**Task data:**

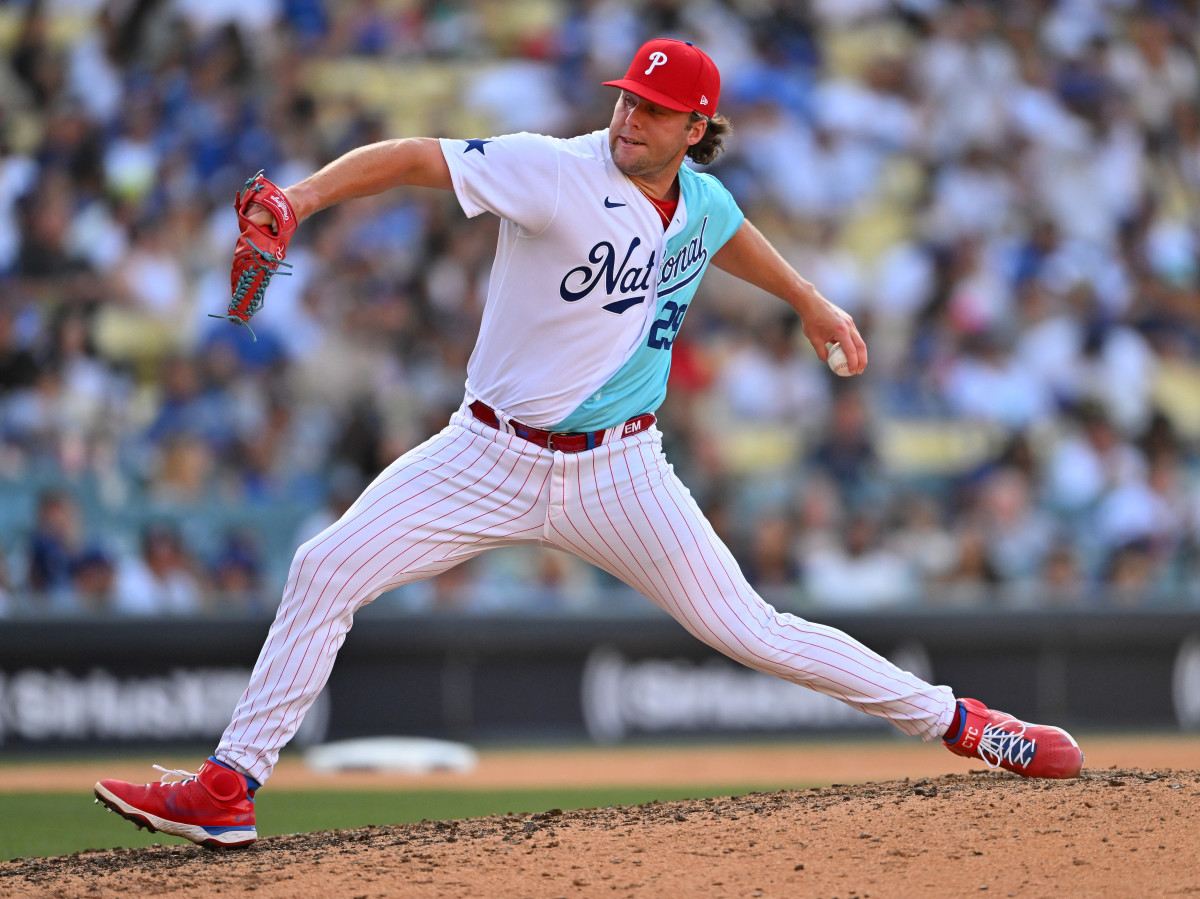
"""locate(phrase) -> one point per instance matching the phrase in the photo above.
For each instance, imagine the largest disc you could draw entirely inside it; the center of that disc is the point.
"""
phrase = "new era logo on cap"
(676, 75)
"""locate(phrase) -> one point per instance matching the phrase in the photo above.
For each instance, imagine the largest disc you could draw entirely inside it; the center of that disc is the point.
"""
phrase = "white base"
(408, 755)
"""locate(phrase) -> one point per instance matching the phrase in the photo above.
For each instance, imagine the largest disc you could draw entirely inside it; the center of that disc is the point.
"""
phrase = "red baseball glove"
(259, 251)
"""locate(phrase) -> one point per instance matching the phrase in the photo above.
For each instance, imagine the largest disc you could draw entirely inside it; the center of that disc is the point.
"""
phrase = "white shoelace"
(184, 775)
(1000, 745)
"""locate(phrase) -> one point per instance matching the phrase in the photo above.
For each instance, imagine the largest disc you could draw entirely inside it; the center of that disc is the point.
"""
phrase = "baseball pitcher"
(604, 239)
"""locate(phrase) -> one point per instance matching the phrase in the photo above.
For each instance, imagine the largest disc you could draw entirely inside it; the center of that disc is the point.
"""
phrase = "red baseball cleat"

**What the task requires:**
Repeat the records word for word. Any picture in them should be left out.

**Task solution:**
"""locate(phrase) -> one point per instance matching the phrase in the photo above.
For each instance, imagine the largest disc you could draw entirely inside it; the center of that disc is the point.
"""
phrase = "new era logo on cap"
(676, 75)
"""locate(phrase) -> one point per instance matching the phrase in the photo above.
For each instance, imagine the largest disc you could draw entirely inside it; the center of that disc is the point.
"""
phrase = "white base"
(408, 755)
"""locate(phrase) -> one point per instance matching the phrase in the photo above.
For each instance, imagine the largest disc you could draw entirely inside it; the center of that disc is the point.
"""
phrase = "red baseball glove"
(259, 251)
"""locate(phrase) -> one point per instance matching the phrase in the photo above.
For each instance, imagine the largest disc you could draw entirely inside it; the center of that disc is the point.
"""
phrase = "white shoelace"
(184, 775)
(1000, 745)
"""locate(phrase) -> one point per instance matching the phrase in the photo above.
For each instance, imagine the largest disc you could draw entirely inside it; the center of that disc is the point.
"""
phrase = "baseball pitcher"
(604, 239)
"""locate(phrase) -> one point per instance matching the phrase in the photo above.
For each instance, imagine the largest disc you could draw entirely inside it; the center of that disc is the point.
"""
phrase = "red baseball cleat"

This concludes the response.